(Records from a dataset)
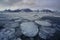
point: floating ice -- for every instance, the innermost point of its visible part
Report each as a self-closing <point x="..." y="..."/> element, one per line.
<point x="29" y="29"/>
<point x="46" y="32"/>
<point x="7" y="33"/>
<point x="43" y="23"/>
<point x="11" y="24"/>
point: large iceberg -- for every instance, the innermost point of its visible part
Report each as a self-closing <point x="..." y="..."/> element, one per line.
<point x="29" y="29"/>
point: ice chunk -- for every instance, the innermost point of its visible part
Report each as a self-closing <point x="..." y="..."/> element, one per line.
<point x="7" y="33"/>
<point x="11" y="24"/>
<point x="46" y="32"/>
<point x="29" y="29"/>
<point x="43" y="23"/>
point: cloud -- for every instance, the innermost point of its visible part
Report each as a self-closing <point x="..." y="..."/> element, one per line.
<point x="33" y="4"/>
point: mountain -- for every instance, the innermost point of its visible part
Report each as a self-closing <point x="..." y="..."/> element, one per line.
<point x="18" y="10"/>
<point x="26" y="10"/>
<point x="47" y="10"/>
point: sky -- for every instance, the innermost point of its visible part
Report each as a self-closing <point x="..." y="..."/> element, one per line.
<point x="32" y="4"/>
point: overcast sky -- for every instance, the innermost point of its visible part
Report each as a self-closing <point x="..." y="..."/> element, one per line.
<point x="33" y="4"/>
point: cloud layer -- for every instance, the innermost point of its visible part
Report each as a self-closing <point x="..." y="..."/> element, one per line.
<point x="33" y="4"/>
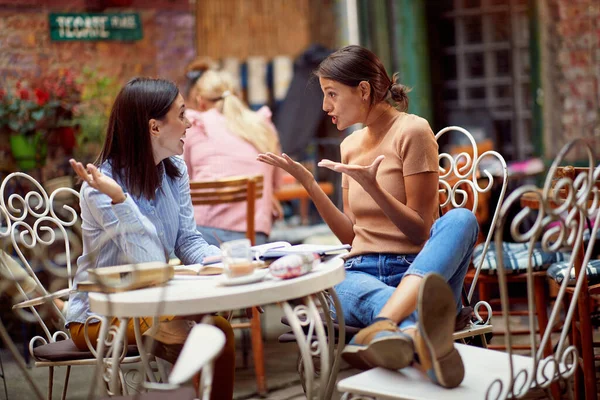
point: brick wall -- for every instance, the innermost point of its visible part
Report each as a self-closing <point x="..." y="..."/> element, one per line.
<point x="166" y="48"/>
<point x="571" y="66"/>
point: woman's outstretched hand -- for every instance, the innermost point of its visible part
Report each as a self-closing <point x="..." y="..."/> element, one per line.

## Exercise aim
Your copy should match the records word for word, with the pictures removed.

## Correct answer
point: floating ice -- for every instance, the innermost point of its visible part
Report each as a self-closing <point x="..." y="..."/> element, one per line.
<point x="29" y="29"/>
<point x="46" y="32"/>
<point x="7" y="33"/>
<point x="43" y="23"/>
<point x="11" y="24"/>
point: large iceberg -- for every instance, the innermost point of its visible part
Report each as a self-closing <point x="..." y="..."/> element, one per line.
<point x="29" y="29"/>
point: ice chunk -- for every instance, the innermost point of its visible part
Report each as a self-closing <point x="..." y="..."/> element, one per line.
<point x="7" y="33"/>
<point x="11" y="24"/>
<point x="46" y="32"/>
<point x="29" y="29"/>
<point x="43" y="23"/>
point: cloud -- for every instance, the innermost point of its visible part
Report each as a self-closing <point x="..." y="..."/> element, one per line.
<point x="33" y="4"/>
point: mountain -- for every instance, the innermost point of its visible part
Report each as a self-closing <point x="..." y="..."/> element, one per line.
<point x="18" y="10"/>
<point x="26" y="10"/>
<point x="47" y="10"/>
point: sky -- for every instance, the innermost point of its visible part
Report each as a self-closing <point x="..." y="..."/> element, one per line.
<point x="32" y="4"/>
point: overcast sky -- for every instance, the innermost point of its visible part
Report each as a self-closing <point x="..." y="..."/> element, one per line.
<point x="33" y="4"/>
point: cloud layer -- for every instance, the innermost point of its visible part
Report each as a self-closing <point x="..." y="..."/> element, one per line.
<point x="33" y="4"/>
point: brick wall -- for every instance, the innermost point of its visible part
Report each as a self-closing <point x="..." y="..."/> element, one per line.
<point x="166" y="48"/>
<point x="571" y="66"/>
point: woman's outstretched hand -- for every instance, the innermost point of its visible part
Report each as a self-closing <point x="..." y="..."/> element, one per line.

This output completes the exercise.